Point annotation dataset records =
****************

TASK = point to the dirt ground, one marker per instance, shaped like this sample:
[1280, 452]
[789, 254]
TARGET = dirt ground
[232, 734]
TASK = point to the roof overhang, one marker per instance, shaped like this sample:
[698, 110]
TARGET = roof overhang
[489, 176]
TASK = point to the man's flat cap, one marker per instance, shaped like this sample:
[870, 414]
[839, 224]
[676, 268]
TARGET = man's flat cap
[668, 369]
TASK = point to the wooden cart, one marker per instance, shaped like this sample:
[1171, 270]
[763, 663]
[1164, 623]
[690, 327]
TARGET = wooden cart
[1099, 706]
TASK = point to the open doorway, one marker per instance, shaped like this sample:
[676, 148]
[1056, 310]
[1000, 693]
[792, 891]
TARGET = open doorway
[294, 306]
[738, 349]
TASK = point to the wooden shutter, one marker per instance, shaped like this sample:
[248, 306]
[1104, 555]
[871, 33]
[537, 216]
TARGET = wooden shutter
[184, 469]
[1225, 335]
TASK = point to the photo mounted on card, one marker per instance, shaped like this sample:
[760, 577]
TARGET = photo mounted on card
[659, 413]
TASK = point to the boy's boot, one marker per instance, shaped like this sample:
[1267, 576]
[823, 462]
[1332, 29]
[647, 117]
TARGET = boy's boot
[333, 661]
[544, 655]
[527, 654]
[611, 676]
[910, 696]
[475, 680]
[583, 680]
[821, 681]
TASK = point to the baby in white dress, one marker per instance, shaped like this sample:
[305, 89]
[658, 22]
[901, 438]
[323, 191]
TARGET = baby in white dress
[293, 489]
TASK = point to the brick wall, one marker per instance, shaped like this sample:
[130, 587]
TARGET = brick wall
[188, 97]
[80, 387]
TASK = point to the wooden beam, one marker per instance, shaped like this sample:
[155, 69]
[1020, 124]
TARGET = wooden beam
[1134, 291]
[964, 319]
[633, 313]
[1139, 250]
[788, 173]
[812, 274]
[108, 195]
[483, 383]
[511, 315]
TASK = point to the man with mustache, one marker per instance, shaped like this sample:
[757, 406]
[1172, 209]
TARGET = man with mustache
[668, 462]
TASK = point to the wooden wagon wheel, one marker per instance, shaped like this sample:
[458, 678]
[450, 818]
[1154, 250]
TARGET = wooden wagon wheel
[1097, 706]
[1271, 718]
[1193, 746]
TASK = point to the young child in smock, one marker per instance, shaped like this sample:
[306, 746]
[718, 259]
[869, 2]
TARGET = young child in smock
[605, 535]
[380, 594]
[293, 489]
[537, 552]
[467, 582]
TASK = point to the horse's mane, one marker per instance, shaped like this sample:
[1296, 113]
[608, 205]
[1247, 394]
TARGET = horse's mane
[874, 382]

****************

Stated goal = Give all of the material above as a numbered list, with any blank lines left out.

Result of the task =
1. TASK = point to the dirt ground, one marker per instance, shaped like this sample:
2. [1280, 452]
3. [789, 254]
4. TARGET = dirt ground
5. [232, 734]
6. TASK = point to the roof overhang, one marker per instance, shaped like this sample:
7. [698, 110]
8. TARGET = roof overhang
9. [489, 176]
10. TASK = point to the man's flat cap, one marker per instance, shaped like this sample:
11. [870, 414]
12. [839, 224]
13. [676, 268]
14. TARGET = man's flat cap
15. [668, 369]
16. TASK = point to the wooden cart, one marker per instance, shaped like this sample:
17. [1171, 270]
18. [763, 663]
19. [1164, 623]
20. [690, 327]
21. TARGET = wooden cart
22. [1099, 706]
23. TASK = point to the open doorway, one marker per instance, shaped like this sample:
24. [676, 148]
25. [1056, 310]
26. [1000, 693]
27. [792, 891]
28. TARGET = open doorway
29. [294, 306]
30. [738, 349]
31. TASK = point to the wooden shutter, one marker per instance, shaped like this sample:
32. [248, 306]
33. [1104, 555]
34. [871, 33]
35. [537, 216]
36. TARGET = wooden shutter
37. [184, 469]
38. [1225, 335]
39. TASK = point to the photo mounted on card, one marker per instance, shaped like this sample:
40. [760, 577]
41. TARGET = photo mounted on card
42. [659, 413]
43. TASK = point to the boy's boot, one marker per instance, shaped like this sample:
44. [1267, 576]
45. [823, 462]
46. [1332, 29]
47. [647, 117]
48. TARGET = boy's boot
49. [333, 661]
50. [544, 655]
51. [527, 654]
52. [611, 676]
53. [910, 696]
54. [475, 680]
55. [583, 680]
56. [821, 681]
57. TASK = point to the baby in white dress, one marker per instance, shaped like this sample:
58. [305, 89]
59. [658, 22]
60. [901, 438]
61. [323, 191]
62. TARGET = baby in white dress
63. [293, 489]
64. TASK = point to the brick wall, one marker per instance, shaped like this sample:
65. [130, 587]
66. TARGET = brick wall
67. [188, 97]
68. [80, 387]
69. TASK = point to the wooden beam, one marker per instance, shaped like this sample:
70. [155, 69]
71. [1020, 124]
72. TARGET = wooden beam
73. [1134, 291]
74. [964, 319]
75. [633, 313]
76. [1139, 250]
77. [788, 173]
78. [812, 274]
79. [108, 195]
80. [483, 383]
81. [511, 315]
82. TASK = point to the man with mustache, one marker per instance, shaped like this sample:
83. [757, 406]
84. [1172, 209]
85. TARGET = man with mustache
86. [668, 462]
87. TASK = point to the wooden wagon wheel, one marker per instance, shaped like this sample:
88. [458, 678]
89. [450, 818]
90. [1154, 250]
91. TARGET = wooden wagon wheel
92. [1097, 706]
93. [1271, 718]
94. [1193, 746]
95. TASK = point to the young child in smock, one marker per instance, shaped like this sample:
96. [306, 746]
97. [718, 259]
98. [869, 2]
99. TARGET = young child in smock
100. [605, 535]
101. [380, 594]
102. [293, 489]
103. [537, 552]
104. [467, 582]
105. TASK = point to the horse's mane, one marker per instance, shaped like this sample:
106. [1296, 113]
107. [608, 205]
108. [1247, 394]
109. TARGET = horse's mane
110. [874, 382]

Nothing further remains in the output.